The problem → The records appear below. Set down exactly each line from the one that contains "<point>398,565</point>" through the last, both included.

Record set →
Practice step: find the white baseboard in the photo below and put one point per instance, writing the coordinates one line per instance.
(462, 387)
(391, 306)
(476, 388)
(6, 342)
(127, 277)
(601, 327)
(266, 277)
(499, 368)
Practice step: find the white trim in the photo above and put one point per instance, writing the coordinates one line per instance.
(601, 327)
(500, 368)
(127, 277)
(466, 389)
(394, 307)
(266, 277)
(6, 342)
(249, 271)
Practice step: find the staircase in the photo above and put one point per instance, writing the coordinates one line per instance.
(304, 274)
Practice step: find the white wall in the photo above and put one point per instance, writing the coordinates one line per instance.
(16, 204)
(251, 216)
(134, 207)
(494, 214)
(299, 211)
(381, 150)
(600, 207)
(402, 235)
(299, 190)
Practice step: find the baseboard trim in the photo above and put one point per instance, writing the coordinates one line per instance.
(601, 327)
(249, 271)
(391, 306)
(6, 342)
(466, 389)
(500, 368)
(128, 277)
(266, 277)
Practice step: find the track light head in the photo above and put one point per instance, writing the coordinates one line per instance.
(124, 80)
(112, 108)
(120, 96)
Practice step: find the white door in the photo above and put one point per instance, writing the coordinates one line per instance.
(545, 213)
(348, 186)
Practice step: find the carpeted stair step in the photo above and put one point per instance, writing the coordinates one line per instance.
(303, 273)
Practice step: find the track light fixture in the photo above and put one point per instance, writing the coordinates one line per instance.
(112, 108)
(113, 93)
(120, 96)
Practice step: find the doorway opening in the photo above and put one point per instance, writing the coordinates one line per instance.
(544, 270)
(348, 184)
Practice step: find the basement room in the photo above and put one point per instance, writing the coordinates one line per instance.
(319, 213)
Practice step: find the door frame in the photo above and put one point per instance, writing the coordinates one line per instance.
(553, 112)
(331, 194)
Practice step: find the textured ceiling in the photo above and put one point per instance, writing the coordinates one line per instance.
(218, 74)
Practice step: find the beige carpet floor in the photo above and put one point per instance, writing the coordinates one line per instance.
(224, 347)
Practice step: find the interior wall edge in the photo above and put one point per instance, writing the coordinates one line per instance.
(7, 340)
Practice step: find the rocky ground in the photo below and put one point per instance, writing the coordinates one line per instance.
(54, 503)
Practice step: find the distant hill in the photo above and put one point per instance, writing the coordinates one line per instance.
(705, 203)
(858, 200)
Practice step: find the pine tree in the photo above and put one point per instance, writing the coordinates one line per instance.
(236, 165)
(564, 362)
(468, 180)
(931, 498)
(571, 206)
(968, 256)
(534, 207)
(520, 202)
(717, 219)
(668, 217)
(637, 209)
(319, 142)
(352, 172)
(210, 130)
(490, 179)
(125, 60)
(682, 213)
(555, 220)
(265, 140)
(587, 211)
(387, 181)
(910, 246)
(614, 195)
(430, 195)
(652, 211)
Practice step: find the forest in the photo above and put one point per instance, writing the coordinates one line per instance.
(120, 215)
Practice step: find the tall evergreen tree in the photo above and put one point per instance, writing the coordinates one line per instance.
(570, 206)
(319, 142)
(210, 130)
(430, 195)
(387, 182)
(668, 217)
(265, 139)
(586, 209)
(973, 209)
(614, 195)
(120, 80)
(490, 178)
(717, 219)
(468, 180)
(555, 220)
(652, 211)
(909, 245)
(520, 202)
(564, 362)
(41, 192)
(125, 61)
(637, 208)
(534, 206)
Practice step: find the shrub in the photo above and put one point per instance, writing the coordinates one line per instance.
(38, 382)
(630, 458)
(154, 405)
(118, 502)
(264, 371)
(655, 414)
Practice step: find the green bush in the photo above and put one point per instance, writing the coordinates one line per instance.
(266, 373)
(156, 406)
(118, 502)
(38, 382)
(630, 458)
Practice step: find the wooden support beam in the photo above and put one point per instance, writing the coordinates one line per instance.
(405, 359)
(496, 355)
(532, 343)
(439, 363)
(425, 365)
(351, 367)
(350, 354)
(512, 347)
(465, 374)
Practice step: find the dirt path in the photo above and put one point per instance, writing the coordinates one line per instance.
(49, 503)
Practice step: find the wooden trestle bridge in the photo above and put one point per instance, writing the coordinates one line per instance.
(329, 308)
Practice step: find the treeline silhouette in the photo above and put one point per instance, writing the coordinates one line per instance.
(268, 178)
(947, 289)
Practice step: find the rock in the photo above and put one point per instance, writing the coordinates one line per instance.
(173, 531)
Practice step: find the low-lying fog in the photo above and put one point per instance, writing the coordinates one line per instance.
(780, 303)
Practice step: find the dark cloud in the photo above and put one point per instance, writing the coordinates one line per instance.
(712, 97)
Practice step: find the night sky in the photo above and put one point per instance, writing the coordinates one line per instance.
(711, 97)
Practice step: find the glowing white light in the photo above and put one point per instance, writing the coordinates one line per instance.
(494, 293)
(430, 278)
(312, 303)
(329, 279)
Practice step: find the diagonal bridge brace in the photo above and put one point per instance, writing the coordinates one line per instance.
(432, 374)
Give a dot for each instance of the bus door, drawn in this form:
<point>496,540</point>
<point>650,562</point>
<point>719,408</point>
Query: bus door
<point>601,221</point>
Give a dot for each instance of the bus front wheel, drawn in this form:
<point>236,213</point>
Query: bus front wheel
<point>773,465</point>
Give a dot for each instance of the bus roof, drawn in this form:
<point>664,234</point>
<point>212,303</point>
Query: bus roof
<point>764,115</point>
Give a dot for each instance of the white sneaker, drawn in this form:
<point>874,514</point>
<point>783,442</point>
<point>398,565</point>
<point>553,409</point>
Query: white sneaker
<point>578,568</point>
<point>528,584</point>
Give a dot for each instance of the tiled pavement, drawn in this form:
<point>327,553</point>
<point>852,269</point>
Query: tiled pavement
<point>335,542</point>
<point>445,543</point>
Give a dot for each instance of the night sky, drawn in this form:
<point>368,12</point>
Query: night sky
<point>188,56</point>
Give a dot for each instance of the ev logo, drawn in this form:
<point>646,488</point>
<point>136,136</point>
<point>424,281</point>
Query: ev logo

Result →
<point>398,565</point>
<point>553,409</point>
Query: white sneaker
<point>578,568</point>
<point>528,584</point>
Give a dot for each instance of the tiled pavement, drawn in this form:
<point>327,553</point>
<point>852,269</point>
Query: tiled pavement
<point>335,542</point>
<point>445,543</point>
Give a dot for each instance of the night sky, drawn in this form:
<point>368,12</point>
Query: night sky
<point>188,56</point>
Give a dot for each instance of the ev logo, drawn in this form:
<point>646,488</point>
<point>136,136</point>
<point>424,281</point>
Query: ev logo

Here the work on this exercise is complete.